Task to complete
Quote all of the data that follows exactly as written, skipping the images.

Excerpted data
• • • • • • •

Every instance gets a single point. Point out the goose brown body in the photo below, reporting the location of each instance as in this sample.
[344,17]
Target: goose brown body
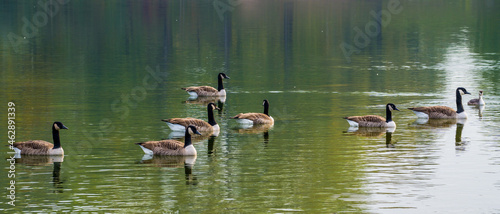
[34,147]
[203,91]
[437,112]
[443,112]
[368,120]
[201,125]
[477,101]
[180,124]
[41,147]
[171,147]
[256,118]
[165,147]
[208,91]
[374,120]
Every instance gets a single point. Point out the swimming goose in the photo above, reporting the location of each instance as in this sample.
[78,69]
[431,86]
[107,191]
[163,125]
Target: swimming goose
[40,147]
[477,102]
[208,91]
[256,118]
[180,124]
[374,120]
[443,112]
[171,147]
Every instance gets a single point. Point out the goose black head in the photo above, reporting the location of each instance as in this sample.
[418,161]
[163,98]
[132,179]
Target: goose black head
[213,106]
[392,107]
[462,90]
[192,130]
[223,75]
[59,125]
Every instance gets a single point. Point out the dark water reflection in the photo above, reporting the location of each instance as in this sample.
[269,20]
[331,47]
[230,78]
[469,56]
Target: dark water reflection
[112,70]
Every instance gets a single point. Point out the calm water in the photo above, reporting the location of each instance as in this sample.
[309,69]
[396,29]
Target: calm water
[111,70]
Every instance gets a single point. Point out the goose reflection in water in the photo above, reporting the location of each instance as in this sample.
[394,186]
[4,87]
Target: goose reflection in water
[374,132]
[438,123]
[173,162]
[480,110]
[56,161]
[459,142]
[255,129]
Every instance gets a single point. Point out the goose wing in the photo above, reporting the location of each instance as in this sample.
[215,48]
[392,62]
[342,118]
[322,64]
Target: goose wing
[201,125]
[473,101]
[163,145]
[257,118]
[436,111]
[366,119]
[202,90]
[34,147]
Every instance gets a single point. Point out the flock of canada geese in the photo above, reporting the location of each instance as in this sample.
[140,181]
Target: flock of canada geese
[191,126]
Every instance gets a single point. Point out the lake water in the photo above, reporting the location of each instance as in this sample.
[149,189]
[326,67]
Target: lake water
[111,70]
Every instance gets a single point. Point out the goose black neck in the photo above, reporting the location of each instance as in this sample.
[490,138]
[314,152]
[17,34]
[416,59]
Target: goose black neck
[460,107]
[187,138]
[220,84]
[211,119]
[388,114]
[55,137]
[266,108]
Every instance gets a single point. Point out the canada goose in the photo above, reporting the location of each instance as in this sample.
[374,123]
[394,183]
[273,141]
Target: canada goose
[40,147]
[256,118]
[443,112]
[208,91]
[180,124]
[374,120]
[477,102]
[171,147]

• • • • • • •

Final result
Every instance gets a single point. Point out the goose brown body in the photo below, reporting the location of each instance as in this sample.
[344,17]
Target: goose brown body
[34,147]
[203,91]
[437,112]
[443,112]
[368,120]
[201,125]
[477,101]
[180,124]
[41,147]
[171,147]
[256,118]
[165,147]
[208,91]
[374,120]
Every instance gets a single point. Point out the swimming goose in the photo above, reporting the location of each instance as in this sample.
[78,69]
[431,86]
[107,191]
[163,125]
Target: swimming goose
[40,147]
[477,102]
[208,91]
[256,118]
[180,124]
[374,120]
[443,112]
[171,147]
Every instance gets a single point. Point out the goose black head in the photo above, reporting the location of each instance as in this sample.
[418,161]
[163,98]
[132,179]
Target: goose black head
[213,106]
[392,107]
[462,90]
[192,130]
[223,75]
[59,125]
Every instance gets a single point. Point out the dark water reflection in the photo above, reporting the location of each instance as in this sample.
[269,20]
[331,47]
[230,78]
[469,56]
Target: dark water reflection
[112,70]
Every instance gets a single point. Point out the calm water in the photo above, reporting the location of each instance as in this sample.
[309,69]
[396,29]
Target: calm water
[111,70]
Every instance gets a single point. Point out the goose reflection in water in the photo above, reporting the location of each instance as in this sample.
[394,186]
[4,87]
Target: goose reflection in water
[374,132]
[438,123]
[173,162]
[480,110]
[56,161]
[459,142]
[255,129]
Every instance gets a single point. Point out the goose wing in the photo above, reporting the location of each instance as in this sample.
[215,48]
[392,62]
[342,118]
[322,64]
Target: goose wing
[201,125]
[473,101]
[163,145]
[257,118]
[436,111]
[366,119]
[202,90]
[34,147]
Every instance gets a single point. Point out the flock of canada geese in the photo above, reporting the location of each instance as in this sample.
[140,181]
Target: flock of canada geese
[191,126]
Every instance gets a single point. Point out the lake water in the photo above, reporting the location of each instance as in this sample.
[149,189]
[326,67]
Target: lake water
[111,70]
Every instance gets a single point. Point out the goose black neck in the photo above, reporting the location of each instance as in this sample.
[490,138]
[314,152]
[17,34]
[416,59]
Target: goose black neck
[460,107]
[187,138]
[220,84]
[211,119]
[388,114]
[55,137]
[266,108]
Every instance gets a single point. Point out the canada goose in the photo above, reporting the location of each instance as in this sample.
[374,123]
[394,183]
[273,141]
Target: canada goose
[40,147]
[256,118]
[443,112]
[208,91]
[180,124]
[374,120]
[477,102]
[171,147]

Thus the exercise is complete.